• Your instructions:
After locating the line that contains "Where can the ribbed", quote it and all lines after it through the end of the entries, and nothing more. Pictures stay out.

• Working data:

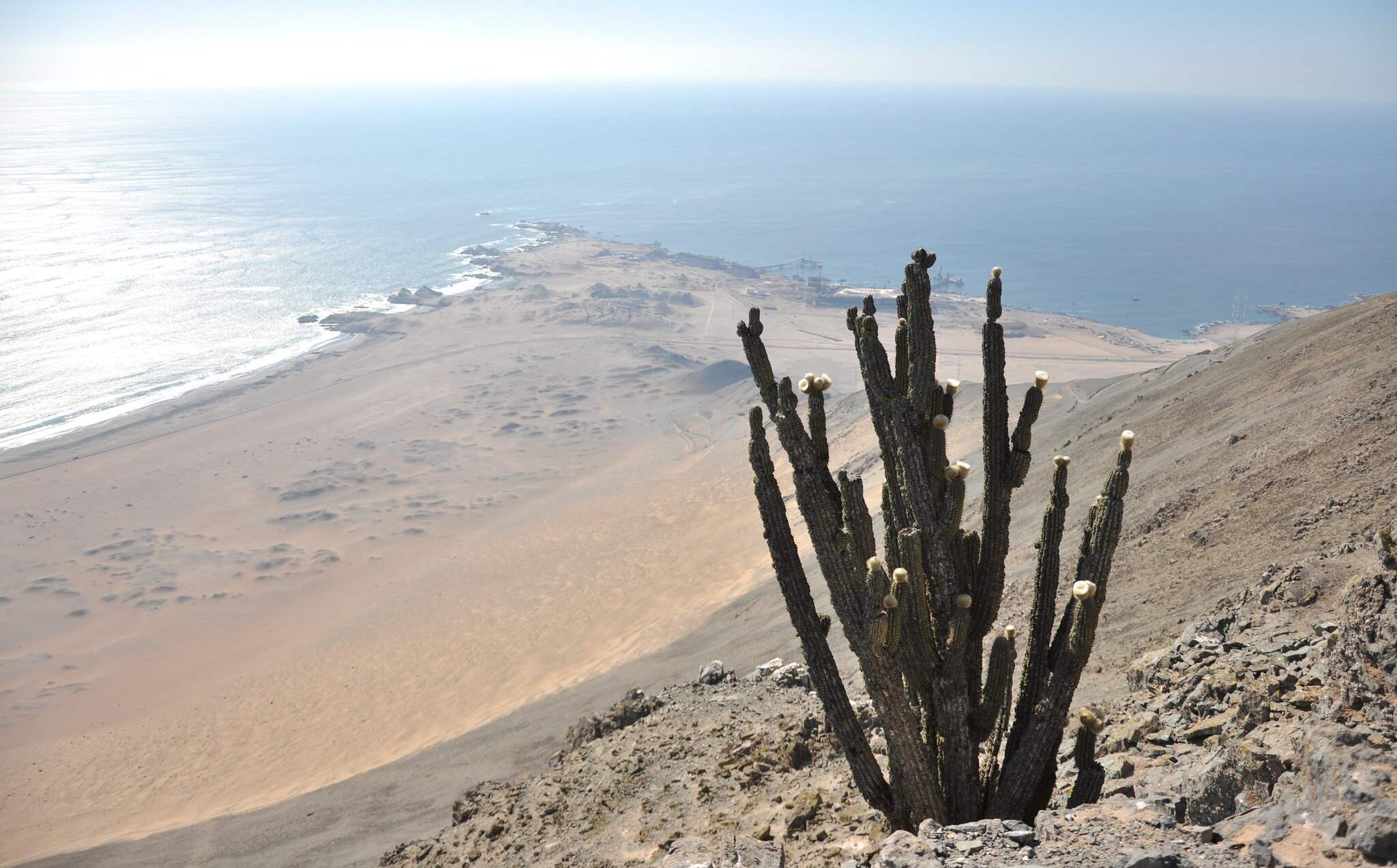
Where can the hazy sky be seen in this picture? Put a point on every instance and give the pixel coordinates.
(1336, 49)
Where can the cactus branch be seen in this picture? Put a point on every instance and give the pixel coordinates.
(915, 618)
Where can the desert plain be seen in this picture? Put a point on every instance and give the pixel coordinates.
(285, 581)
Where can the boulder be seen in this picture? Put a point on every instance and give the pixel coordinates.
(711, 673)
(766, 669)
(906, 850)
(793, 674)
(1241, 769)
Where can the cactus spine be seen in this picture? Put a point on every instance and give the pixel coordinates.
(960, 747)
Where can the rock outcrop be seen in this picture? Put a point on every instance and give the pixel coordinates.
(1261, 737)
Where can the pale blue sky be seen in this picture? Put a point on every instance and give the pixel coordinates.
(1339, 49)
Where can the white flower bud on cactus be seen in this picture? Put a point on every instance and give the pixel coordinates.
(1091, 719)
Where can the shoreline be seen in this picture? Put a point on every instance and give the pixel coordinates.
(480, 274)
(376, 548)
(477, 275)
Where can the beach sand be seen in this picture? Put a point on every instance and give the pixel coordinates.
(280, 582)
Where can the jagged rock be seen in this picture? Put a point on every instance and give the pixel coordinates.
(1241, 768)
(711, 673)
(1349, 777)
(1364, 657)
(1154, 858)
(734, 853)
(1130, 732)
(906, 850)
(1209, 726)
(766, 669)
(689, 853)
(793, 674)
(804, 809)
(425, 296)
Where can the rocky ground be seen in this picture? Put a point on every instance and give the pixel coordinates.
(1261, 737)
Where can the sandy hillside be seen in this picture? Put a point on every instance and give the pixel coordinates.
(276, 584)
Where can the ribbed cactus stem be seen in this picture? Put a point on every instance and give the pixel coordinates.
(994, 290)
(921, 341)
(795, 588)
(999, 684)
(1091, 776)
(815, 408)
(917, 631)
(1042, 610)
(1022, 440)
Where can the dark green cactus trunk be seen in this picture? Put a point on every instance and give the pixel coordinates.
(957, 747)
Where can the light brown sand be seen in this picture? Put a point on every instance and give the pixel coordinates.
(273, 585)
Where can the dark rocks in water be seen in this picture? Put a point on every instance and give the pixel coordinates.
(424, 295)
(359, 323)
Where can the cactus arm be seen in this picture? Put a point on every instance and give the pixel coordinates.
(920, 653)
(1091, 776)
(994, 709)
(990, 574)
(758, 361)
(1037, 749)
(819, 441)
(921, 341)
(910, 761)
(900, 357)
(998, 685)
(858, 522)
(1020, 441)
(1044, 603)
(795, 588)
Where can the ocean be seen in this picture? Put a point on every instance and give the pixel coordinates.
(154, 242)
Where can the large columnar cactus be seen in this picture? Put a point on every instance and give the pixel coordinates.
(917, 618)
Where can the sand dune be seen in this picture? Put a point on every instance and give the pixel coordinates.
(280, 582)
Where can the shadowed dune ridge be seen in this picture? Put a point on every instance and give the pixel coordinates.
(390, 533)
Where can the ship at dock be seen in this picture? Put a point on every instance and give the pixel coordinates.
(942, 281)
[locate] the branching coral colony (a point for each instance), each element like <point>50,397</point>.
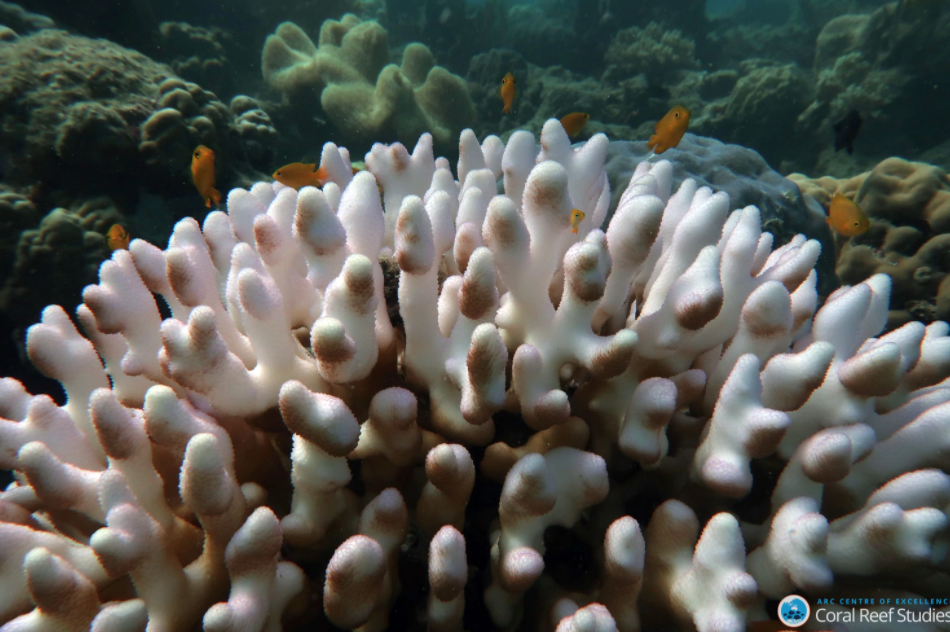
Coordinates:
<point>674,354</point>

• Result of the exercise:
Where can the ribbed cactus stem be seen in this picture? Put a point on every instance and give the pixel coordinates.
(994, 290)
(921, 341)
(795, 588)
(999, 684)
(1091, 776)
(815, 408)
(917, 631)
(1042, 610)
(1022, 440)
Where can the dark green cactus trunk be seen in this picture? Put a point on every instance and give the pixel coordinates.
(957, 747)
Where can the light brown sand be seen in this picture? Put a point on every instance and give the pixel coordinates.
(273, 585)
Where can the dark rocks in water be seen in this picture? Put a point on every instance and give the pixel coordinates.
(424, 295)
(359, 323)
Where can the cactus arm be seen in this picture? Put a point on every instance and give the pixel coordinates.
(920, 653)
(1091, 776)
(994, 709)
(990, 574)
(758, 361)
(1037, 749)
(819, 441)
(921, 341)
(910, 761)
(900, 357)
(998, 685)
(858, 522)
(1020, 441)
(1044, 603)
(795, 588)
Where can the ocean be seen in this picture? Put a point on every instance and give the pixel coordinates.
(154, 242)
Where can the large columnar cactus be seen in this picture? Put a point on every instance and give the pixel coordinates.
(917, 618)
Where can the sand dune be seen in this picture? Put a point on every instance and give the pixel coordinates.
(280, 582)
Where can the shadowed dune ridge be seen in this picture? Put a point on every instance and give the pixel coordinates.
(390, 533)
Where can the ship at dock be seen in this picture? Put a point on every instance and give the pixel coordinates.
(942, 281)
[locate] the branching coral colony (a point for each instance), each element like <point>50,397</point>.
Coordinates:
<point>674,354</point>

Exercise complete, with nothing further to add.